** Begin **

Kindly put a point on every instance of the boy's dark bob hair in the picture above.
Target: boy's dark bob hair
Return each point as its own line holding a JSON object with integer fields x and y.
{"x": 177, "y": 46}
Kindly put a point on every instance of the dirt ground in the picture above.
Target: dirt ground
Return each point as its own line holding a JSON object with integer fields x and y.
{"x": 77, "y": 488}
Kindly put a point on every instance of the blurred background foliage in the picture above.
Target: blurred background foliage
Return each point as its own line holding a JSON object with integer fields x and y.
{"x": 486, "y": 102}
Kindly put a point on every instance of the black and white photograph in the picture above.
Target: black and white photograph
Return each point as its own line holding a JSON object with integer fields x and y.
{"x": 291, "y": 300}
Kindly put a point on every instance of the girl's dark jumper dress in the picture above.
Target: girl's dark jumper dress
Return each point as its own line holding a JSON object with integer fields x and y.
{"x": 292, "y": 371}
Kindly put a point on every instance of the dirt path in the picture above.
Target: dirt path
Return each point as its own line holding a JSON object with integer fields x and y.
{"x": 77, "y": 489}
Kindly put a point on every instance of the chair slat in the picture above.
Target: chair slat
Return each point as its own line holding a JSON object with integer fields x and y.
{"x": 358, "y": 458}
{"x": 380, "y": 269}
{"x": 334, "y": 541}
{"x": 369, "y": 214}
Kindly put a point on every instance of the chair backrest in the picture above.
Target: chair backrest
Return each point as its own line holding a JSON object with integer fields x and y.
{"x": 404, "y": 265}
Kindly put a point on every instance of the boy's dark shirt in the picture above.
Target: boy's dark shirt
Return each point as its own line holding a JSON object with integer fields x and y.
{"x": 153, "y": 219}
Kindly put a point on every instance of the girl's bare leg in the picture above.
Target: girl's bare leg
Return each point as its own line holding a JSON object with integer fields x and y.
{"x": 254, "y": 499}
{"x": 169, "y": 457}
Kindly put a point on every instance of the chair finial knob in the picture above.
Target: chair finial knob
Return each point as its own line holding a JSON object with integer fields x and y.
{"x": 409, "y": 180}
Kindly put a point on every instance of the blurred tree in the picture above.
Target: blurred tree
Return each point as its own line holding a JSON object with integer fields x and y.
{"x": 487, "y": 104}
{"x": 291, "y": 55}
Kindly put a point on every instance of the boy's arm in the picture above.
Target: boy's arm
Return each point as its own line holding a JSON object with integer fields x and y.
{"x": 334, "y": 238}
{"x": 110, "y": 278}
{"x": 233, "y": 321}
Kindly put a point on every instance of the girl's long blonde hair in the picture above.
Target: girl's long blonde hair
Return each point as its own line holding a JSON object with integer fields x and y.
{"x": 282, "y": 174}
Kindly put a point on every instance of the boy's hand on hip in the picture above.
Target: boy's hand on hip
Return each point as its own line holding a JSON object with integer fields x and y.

** End **

*Work required*. Rewrite all of the material above as a numbered list, one line per item, omitting any blank lines.

*Solution for this exercise*.
1. Kindly put a point on every instance of the boy's dark bob hair in the picture above.
2. Target: boy's dark bob hair
3. Return each point as its own line holding a JSON object with integer fields x and y.
4. {"x": 177, "y": 46}
5. Kindly put a point on every instance of the dirt ground in the picture above.
6. Target: dirt ground
7. Return each point as its own line holding a JSON object with integer fields x and y.
8. {"x": 77, "y": 488}
9. Kindly put a point on every instance of the blurred background foliage in the picture above.
10. Target: blurred background foliage
11. Return each point as its own line holding a JSON object with integer fields x and y.
12. {"x": 486, "y": 102}
13. Kindly put a point on every instance of the black and white photograph in the picture above.
14. Target: black and white photograph
15. Return each point as its own line holding a JSON object with integer fields x and y.
16. {"x": 291, "y": 300}
17. Kindly put a point on every instance of the girl's dark jumper dress in the picture above.
18. Target: girl's dark jumper dress
19. Return each point as its own line holding a JSON object with integer fields x and y.
20. {"x": 292, "y": 371}
21. Kindly put a point on every instance of the dirt path in the picture above.
22. Target: dirt path
23. Return each point as its own line holding a JSON object with integer fields x and y.
24. {"x": 77, "y": 489}
25. Kindly put a point on every instance of the chair slat in the picture above.
26. Target: chair slat
27. Return each point as its own line holding a JSON object with integer fields x and y.
28. {"x": 358, "y": 458}
29. {"x": 380, "y": 269}
30. {"x": 334, "y": 541}
31. {"x": 369, "y": 214}
32. Kindly put a point on every instance of the chair backrest in the picture above.
33. Target: chair backrest
34. Return each point as its own line holding a JSON object with integer fields x and y.
35. {"x": 404, "y": 265}
36. Kindly put a point on every instance of the boy's dark shirt in the picture above.
37. Target: boy's dark shirt
38. Return each point as its own line holding a JSON object with integer fields x and y.
39. {"x": 153, "y": 219}
40. Kindly put a point on every instance of the girl's bare leg in the picture above.
41. Target: girl's bare leg
42. Return each point as its own line holding a JSON object with integer fields x and y.
43. {"x": 254, "y": 499}
44. {"x": 169, "y": 457}
45. Kindly put a point on every instance of the chair finial knob in the picture above.
46. Target: chair finial knob
47. Return each point as its own line holding a JSON object with integer fields x and y.
48. {"x": 409, "y": 180}
49. Kindly put a point on every instance of the blurred tree in the picture above.
50. Target: blurred tree
51. Return each point as its own line holding a JSON object with integer fields x and y.
52. {"x": 487, "y": 104}
53. {"x": 291, "y": 55}
54. Kindly put a point on every instance of the boy's arm in the picture above.
55. Target: boy's arm
56. Return each point as its own line holding a JSON object with integer fields x and y.
57. {"x": 334, "y": 238}
58. {"x": 110, "y": 278}
59. {"x": 233, "y": 321}
60. Kindly put a point on every instance of the girl's long blonde hair in the picture above.
61. Target: girl's long blonde hair
62. Return each point as its own line holding a JSON object with integer fields x and y.
63. {"x": 282, "y": 174}
64. Kindly put a point on every instance of the boy's hand on hip in the picture above.
65. Target: boy's hand on hip
66. Return each point as its own line holding a JSON object with integer fields x and y.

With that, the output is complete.